## Selected text
Environmental Noise Assessments and Monitoring
Environmental noise pollution is a major issue in most countries, especially in areas of high population where an environmental noise impact can cause a noise nuisance for people. In fact, noise pollution is one of the most complained about aspects of our daily lives because it directly affects the quality of life and health of people (and animals) living in the vicinity of a problem noise source.
How to assess environmental noise
In terms of assessing the impact of environmental noise pollution, we need to be able to make suitable noise measurements either in the short term, or in some cases, monitor environmental noise levels for longer periods. Measuring and assessing environmental noise is different to measuring workplace or industrial noise:
- With Workplace and Industrial noise a measurement is an exact science, as you are interested in assessing specific noise levels and relating these to legislative or noise action levels.
- Although legislation for man-made environmental noise is in place in most countries to govern legally accepted noise levels, measuring noise nuisance or environmental noise pollution can be very different because the level of annoyance or noise nuisance is subjective and will elicit diverse reactions from different people.

## Short task 1
Please reproduce the passage from the environmental noise text, starting at "How to assess" and ending at "noise action levels.".
## Short task 2
Continue the environmental noise text from the point where it stops.

## Provided material
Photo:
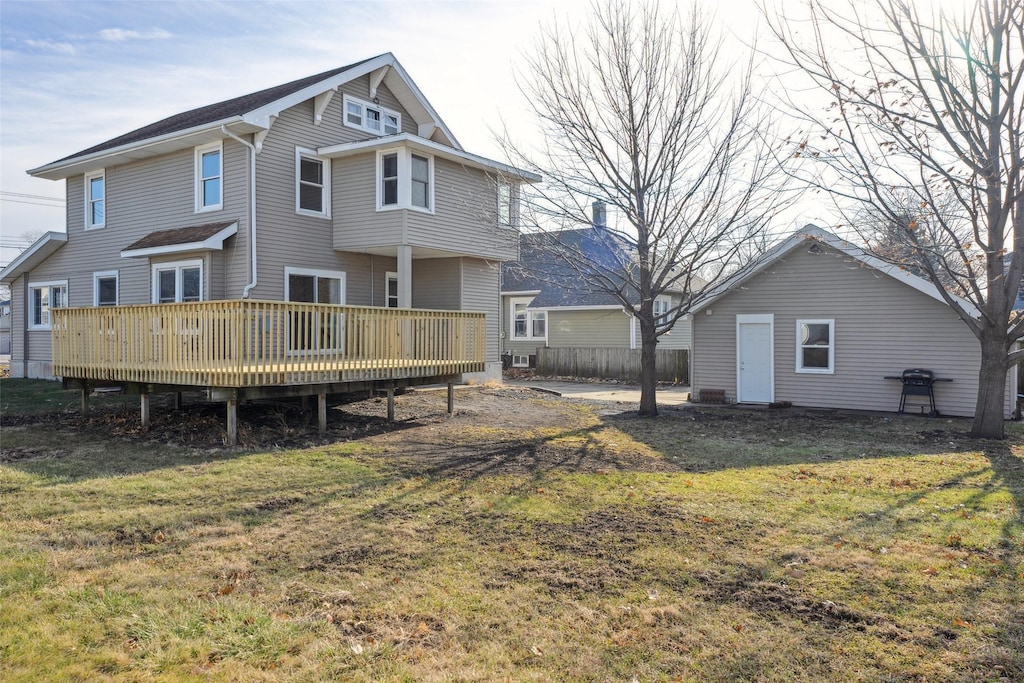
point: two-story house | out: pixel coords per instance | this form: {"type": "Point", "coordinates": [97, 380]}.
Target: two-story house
{"type": "Point", "coordinates": [344, 187]}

## Task result 1
How to assess environmental noise
In terms of assessing the impact of environmental noise pollution, we need to be able to make suitable noise measurements either in the short term, or in some cases, monitor environmental noise levels for longer periods. Measuring and assessing environmental noise is different to measuring workplace or industrial noise:
- With Workplace and Industrial noise a measurement is an exact science, as you are interested in assessing specific noise levels and relating these to legislative or noise action levels.

## Task result 2
Examples of typical environmental noise sources:
- Industrial Sites
- Construction Work
- Road Traffic
- Animals (Dogs barking)
- Aircraft noise
- Entertainment venues
- Wind turbines
Environmental noise can also have different characteristics:
- Extraction Fans, compressors etc
- Road traffic
- Industrial Processes
- Industrial Processes
- Broadband (Noise that has a fairly even tone content and less annoying)
- Tonal Noise (Noise that has dominant tone(s) that can be very annoying)
- ‘Whining’ machinery
- Low frequency noise that causes vibration within surrounding buildings etc.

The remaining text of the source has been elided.